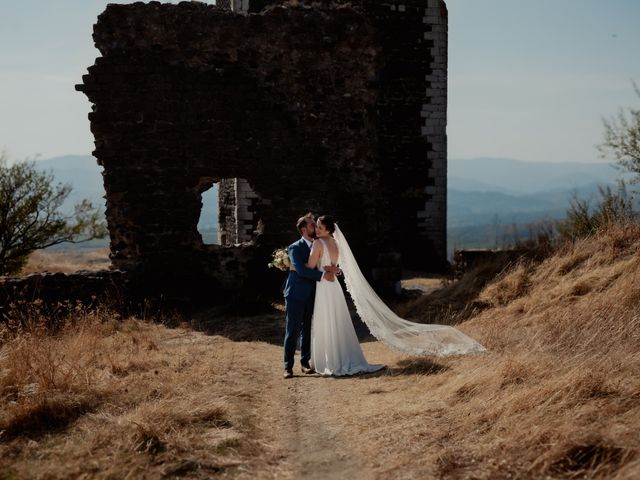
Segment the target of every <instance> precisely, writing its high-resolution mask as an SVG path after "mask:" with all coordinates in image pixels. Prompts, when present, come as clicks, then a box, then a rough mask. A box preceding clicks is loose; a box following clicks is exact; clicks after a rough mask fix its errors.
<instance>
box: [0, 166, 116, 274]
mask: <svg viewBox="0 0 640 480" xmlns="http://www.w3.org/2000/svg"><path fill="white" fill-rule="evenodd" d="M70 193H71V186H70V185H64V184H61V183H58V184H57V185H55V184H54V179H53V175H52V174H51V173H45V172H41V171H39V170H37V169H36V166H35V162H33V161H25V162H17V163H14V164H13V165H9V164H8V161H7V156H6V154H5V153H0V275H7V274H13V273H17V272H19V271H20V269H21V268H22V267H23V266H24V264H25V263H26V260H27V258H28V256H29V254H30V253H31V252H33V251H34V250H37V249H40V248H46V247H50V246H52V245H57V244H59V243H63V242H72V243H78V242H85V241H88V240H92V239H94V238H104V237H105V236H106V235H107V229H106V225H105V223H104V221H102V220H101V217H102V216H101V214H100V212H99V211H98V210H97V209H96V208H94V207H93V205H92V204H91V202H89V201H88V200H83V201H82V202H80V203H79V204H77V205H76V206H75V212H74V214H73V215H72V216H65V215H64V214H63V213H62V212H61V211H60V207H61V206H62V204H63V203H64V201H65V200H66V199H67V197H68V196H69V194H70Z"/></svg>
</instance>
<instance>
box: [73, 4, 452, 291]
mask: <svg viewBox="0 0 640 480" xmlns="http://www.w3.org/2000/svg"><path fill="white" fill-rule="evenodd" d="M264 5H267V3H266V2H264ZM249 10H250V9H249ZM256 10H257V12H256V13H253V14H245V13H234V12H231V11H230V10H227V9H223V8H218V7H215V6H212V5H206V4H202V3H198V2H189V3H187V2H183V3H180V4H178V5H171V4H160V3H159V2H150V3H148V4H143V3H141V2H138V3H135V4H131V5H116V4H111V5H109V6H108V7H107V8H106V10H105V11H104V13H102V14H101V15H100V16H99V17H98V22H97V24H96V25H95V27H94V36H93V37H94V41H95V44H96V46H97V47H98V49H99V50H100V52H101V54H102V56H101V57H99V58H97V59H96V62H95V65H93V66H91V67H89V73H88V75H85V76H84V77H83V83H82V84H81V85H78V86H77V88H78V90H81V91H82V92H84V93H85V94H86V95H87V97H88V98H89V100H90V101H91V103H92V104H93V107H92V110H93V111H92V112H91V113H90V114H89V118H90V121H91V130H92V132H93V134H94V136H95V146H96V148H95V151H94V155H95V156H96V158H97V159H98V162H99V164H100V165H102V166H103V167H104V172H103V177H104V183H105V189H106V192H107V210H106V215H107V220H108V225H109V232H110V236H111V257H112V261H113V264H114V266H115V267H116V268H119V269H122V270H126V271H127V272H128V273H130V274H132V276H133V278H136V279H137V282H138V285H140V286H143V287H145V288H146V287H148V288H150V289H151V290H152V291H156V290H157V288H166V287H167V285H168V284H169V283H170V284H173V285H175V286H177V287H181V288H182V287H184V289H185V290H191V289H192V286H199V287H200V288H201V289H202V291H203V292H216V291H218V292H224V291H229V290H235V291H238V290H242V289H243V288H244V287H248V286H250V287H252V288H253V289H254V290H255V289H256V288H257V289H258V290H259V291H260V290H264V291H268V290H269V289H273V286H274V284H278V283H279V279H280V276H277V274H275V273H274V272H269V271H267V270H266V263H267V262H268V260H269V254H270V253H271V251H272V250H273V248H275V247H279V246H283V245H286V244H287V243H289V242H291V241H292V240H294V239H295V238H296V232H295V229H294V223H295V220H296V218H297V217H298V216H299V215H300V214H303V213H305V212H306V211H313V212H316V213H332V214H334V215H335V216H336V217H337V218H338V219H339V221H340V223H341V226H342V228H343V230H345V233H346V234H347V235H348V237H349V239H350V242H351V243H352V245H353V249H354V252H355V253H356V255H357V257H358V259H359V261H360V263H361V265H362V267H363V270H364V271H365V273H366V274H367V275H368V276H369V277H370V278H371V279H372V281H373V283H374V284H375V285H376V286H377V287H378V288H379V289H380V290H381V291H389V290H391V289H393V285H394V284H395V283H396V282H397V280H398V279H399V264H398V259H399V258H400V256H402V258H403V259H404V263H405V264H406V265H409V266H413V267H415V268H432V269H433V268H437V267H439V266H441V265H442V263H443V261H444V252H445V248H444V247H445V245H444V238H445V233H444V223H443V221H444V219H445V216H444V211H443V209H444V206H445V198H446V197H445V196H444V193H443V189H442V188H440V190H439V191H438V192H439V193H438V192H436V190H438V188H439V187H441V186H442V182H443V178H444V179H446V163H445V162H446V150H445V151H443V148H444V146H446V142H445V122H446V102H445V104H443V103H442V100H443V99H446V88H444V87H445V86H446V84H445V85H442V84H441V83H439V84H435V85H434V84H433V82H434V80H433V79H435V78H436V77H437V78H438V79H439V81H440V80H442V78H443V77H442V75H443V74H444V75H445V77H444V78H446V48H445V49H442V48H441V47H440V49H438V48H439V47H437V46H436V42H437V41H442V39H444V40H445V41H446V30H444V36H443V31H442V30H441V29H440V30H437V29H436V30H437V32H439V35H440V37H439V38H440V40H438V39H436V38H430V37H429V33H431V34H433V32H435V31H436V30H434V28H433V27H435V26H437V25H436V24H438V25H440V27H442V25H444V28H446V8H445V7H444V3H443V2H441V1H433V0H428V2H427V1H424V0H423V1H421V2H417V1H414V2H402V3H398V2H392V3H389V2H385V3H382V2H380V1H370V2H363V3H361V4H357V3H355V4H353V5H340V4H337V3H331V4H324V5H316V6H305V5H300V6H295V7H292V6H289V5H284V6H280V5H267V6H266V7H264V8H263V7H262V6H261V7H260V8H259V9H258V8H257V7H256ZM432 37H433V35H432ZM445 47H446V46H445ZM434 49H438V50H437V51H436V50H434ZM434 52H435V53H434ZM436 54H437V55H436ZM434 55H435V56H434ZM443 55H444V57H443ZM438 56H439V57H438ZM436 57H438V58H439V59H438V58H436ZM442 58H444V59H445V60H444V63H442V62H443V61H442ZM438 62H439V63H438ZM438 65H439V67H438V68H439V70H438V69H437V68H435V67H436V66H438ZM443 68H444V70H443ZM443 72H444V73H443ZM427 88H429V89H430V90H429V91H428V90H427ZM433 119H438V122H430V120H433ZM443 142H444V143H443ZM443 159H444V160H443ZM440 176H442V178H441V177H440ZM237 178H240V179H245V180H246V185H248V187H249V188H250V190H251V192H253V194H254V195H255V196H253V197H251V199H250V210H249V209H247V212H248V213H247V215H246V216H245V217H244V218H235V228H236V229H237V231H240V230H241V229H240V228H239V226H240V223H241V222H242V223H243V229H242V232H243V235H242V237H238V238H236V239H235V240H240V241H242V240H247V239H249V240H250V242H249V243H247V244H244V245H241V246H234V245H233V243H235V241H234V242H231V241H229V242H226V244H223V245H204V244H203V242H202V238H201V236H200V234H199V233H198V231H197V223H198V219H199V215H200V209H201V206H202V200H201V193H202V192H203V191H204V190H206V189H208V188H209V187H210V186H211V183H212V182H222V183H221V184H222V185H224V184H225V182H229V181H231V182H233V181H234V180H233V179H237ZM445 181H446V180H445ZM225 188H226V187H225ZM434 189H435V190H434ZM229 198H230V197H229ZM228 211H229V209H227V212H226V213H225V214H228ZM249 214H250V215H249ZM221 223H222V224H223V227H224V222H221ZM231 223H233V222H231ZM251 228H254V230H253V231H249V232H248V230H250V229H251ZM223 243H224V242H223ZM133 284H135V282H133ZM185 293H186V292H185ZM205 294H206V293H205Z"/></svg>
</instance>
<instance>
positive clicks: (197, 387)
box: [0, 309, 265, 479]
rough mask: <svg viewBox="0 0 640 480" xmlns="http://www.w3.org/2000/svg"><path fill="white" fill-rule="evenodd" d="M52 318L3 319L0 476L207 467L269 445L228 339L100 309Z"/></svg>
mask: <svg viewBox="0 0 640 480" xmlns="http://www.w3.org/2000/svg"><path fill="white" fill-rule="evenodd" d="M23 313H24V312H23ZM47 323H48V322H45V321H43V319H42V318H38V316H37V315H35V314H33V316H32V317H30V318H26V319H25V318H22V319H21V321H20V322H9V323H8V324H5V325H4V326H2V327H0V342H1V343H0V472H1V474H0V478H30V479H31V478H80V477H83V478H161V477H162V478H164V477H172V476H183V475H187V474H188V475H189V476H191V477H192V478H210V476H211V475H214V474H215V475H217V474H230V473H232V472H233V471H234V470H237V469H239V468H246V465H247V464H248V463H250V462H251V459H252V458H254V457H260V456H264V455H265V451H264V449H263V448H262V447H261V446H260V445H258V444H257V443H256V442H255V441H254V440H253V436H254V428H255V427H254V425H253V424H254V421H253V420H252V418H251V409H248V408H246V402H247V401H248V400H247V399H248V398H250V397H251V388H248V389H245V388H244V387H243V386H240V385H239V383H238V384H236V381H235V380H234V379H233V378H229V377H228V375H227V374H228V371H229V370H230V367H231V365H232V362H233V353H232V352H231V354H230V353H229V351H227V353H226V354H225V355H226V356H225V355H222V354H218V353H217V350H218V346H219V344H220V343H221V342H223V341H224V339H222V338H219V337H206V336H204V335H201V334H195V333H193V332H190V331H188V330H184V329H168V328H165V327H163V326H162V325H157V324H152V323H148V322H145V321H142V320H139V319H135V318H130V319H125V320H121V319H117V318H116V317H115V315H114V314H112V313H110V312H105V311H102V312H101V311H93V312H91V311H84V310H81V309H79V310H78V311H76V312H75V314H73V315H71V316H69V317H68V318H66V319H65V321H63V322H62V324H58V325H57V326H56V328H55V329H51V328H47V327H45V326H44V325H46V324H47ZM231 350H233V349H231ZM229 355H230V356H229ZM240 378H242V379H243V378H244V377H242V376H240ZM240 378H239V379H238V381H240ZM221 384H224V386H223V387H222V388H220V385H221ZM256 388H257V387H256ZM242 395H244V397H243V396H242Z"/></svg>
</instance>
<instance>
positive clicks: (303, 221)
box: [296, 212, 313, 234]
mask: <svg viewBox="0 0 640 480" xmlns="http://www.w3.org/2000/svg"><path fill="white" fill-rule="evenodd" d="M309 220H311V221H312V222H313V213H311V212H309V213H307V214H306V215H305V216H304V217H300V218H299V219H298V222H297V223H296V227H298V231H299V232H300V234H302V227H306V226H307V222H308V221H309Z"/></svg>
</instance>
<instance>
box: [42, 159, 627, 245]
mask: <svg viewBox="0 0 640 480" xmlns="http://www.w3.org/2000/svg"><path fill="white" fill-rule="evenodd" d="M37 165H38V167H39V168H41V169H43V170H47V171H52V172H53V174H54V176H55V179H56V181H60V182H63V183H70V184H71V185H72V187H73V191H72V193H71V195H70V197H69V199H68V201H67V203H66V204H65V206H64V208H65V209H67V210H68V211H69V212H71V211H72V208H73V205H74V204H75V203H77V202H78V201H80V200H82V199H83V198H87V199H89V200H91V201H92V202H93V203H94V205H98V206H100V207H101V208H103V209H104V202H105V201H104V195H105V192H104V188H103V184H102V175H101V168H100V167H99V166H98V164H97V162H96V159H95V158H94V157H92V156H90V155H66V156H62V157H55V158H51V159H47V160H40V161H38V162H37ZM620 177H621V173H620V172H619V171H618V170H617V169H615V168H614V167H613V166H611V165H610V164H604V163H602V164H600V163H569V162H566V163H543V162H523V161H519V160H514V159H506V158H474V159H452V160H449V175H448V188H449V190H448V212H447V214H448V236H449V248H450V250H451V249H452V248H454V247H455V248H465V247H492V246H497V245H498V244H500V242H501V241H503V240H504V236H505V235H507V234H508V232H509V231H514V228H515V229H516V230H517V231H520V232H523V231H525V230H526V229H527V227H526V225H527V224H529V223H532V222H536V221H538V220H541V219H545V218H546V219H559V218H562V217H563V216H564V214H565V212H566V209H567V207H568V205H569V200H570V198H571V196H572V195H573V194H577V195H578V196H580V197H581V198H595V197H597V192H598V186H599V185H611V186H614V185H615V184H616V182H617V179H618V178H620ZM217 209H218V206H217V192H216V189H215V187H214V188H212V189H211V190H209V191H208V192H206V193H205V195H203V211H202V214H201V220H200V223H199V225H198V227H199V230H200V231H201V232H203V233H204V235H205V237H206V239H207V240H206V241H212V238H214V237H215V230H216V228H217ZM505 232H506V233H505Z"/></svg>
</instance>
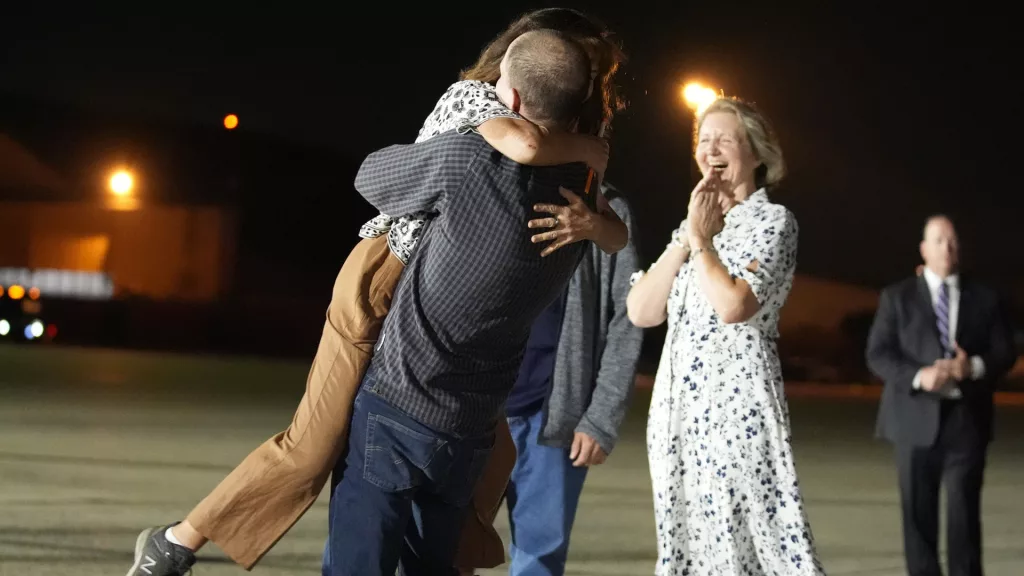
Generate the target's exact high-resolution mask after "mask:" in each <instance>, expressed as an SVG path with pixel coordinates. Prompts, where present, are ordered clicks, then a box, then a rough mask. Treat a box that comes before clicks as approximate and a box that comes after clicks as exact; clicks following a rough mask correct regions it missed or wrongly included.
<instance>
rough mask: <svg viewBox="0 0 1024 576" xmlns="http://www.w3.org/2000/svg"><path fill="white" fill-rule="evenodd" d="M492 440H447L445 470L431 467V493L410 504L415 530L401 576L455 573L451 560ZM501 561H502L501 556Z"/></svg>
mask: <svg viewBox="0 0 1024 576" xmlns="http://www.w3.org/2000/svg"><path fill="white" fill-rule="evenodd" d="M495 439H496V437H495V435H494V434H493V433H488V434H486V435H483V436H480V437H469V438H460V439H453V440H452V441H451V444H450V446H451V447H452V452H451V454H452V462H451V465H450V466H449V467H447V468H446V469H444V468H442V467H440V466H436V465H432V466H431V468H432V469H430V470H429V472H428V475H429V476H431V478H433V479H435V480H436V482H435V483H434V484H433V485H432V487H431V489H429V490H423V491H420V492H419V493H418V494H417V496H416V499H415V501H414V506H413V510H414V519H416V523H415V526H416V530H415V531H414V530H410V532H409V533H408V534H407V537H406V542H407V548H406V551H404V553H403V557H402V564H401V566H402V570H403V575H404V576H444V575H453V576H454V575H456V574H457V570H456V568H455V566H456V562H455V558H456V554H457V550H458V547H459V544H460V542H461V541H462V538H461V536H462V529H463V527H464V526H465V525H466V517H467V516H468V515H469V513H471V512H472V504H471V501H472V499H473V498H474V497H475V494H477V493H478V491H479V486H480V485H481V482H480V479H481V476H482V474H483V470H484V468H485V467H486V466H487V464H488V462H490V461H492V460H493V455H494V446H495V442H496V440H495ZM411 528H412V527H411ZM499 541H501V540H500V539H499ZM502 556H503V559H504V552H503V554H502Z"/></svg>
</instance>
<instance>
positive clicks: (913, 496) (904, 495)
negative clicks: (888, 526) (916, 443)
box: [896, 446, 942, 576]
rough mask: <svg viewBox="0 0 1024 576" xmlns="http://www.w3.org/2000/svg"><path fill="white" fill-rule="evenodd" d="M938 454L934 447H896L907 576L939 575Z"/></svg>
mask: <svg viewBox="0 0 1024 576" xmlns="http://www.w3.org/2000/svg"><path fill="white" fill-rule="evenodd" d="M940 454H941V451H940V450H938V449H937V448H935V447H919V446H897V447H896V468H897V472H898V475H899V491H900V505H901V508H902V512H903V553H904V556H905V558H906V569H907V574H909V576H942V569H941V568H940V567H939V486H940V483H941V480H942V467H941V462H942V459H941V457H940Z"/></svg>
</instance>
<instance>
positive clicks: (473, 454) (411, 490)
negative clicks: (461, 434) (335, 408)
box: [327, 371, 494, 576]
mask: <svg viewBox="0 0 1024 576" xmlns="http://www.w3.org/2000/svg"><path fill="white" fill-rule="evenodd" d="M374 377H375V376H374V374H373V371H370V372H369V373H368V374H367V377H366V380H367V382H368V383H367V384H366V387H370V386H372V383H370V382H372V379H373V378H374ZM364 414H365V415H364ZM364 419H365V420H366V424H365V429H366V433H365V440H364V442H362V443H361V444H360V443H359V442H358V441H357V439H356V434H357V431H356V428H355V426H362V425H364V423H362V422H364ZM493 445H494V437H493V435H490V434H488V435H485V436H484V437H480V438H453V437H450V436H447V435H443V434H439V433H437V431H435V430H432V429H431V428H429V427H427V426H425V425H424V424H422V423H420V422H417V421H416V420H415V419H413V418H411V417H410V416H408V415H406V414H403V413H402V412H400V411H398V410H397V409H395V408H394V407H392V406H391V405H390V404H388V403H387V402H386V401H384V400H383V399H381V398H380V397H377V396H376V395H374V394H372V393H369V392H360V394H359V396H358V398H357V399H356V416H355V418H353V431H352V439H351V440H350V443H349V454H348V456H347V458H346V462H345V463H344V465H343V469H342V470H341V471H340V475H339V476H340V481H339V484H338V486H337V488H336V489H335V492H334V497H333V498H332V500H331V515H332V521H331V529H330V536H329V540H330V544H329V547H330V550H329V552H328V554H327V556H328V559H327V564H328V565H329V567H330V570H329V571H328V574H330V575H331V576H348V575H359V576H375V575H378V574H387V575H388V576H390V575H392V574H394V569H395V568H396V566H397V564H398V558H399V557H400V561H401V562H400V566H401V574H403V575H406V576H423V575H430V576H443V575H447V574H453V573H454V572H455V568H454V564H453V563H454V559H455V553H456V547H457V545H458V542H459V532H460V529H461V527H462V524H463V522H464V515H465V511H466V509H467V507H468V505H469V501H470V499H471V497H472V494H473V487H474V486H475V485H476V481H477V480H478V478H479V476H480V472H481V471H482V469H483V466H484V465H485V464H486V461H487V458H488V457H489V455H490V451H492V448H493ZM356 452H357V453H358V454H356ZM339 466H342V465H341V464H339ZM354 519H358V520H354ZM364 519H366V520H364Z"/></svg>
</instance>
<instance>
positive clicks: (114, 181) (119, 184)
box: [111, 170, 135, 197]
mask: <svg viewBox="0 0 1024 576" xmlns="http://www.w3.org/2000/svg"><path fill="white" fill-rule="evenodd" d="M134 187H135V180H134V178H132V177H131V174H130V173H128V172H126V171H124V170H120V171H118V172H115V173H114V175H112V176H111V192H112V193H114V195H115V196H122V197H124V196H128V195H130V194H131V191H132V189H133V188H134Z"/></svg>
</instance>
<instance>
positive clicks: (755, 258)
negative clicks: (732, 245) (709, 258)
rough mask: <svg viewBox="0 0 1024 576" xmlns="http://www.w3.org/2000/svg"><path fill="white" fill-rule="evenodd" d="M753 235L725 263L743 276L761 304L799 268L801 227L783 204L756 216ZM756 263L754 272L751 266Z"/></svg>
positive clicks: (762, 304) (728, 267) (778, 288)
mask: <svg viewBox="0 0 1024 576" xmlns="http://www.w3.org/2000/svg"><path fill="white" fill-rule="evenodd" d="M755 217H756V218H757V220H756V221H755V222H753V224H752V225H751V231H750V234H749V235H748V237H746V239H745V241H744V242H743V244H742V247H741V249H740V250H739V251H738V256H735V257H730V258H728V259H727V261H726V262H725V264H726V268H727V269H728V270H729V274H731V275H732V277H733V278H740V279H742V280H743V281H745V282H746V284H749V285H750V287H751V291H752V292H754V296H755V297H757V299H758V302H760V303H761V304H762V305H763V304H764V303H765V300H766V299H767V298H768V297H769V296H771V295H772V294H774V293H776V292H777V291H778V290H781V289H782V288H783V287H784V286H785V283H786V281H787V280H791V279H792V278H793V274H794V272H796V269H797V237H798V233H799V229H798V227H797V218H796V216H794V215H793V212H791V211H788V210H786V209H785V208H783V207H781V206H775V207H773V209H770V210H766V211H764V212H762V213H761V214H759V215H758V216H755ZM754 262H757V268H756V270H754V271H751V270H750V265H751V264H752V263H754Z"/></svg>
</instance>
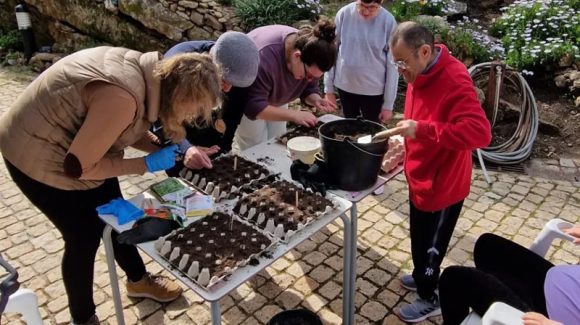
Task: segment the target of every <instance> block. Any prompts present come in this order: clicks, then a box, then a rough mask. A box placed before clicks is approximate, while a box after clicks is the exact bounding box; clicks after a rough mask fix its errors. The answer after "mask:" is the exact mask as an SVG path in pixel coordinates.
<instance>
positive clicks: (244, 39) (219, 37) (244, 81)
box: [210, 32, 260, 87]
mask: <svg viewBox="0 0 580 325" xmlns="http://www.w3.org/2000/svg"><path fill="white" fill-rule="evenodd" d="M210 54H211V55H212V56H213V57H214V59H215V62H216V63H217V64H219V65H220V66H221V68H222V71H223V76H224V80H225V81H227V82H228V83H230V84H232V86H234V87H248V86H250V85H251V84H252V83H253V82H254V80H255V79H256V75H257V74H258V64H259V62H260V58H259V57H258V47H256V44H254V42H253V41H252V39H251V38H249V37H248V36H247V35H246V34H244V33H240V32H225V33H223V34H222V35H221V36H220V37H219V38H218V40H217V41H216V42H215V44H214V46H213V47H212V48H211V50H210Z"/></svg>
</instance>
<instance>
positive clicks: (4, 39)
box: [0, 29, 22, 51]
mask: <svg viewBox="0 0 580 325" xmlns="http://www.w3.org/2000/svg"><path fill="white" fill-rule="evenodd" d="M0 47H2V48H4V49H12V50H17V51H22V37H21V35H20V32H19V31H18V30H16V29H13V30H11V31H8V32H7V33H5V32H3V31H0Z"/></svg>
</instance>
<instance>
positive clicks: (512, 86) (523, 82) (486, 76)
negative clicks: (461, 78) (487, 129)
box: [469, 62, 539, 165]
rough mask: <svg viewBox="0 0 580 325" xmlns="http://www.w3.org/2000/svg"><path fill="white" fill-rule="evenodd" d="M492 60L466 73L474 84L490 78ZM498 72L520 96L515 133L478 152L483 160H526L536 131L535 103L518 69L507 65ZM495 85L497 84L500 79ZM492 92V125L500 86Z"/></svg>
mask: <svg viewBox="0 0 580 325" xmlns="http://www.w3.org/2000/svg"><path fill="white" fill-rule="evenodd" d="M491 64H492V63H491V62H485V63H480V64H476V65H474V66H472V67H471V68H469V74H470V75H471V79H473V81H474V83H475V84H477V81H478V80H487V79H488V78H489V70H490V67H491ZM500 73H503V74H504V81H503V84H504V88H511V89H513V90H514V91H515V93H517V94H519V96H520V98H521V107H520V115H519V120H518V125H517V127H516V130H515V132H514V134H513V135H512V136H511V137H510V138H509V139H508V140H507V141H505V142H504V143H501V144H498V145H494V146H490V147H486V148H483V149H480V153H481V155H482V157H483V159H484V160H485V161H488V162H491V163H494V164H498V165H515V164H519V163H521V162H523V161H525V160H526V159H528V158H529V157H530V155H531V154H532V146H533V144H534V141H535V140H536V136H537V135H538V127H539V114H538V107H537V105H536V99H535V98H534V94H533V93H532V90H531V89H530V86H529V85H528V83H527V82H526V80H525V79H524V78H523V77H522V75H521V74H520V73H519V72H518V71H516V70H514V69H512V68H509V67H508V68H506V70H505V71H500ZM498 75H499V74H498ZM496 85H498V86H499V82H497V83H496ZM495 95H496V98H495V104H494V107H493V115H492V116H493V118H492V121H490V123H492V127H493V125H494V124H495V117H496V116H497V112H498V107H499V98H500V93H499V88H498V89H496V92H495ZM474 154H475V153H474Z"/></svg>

Your instructions: Your answer should be a single number: the count of lines above that contain the word "target".

Task result: 3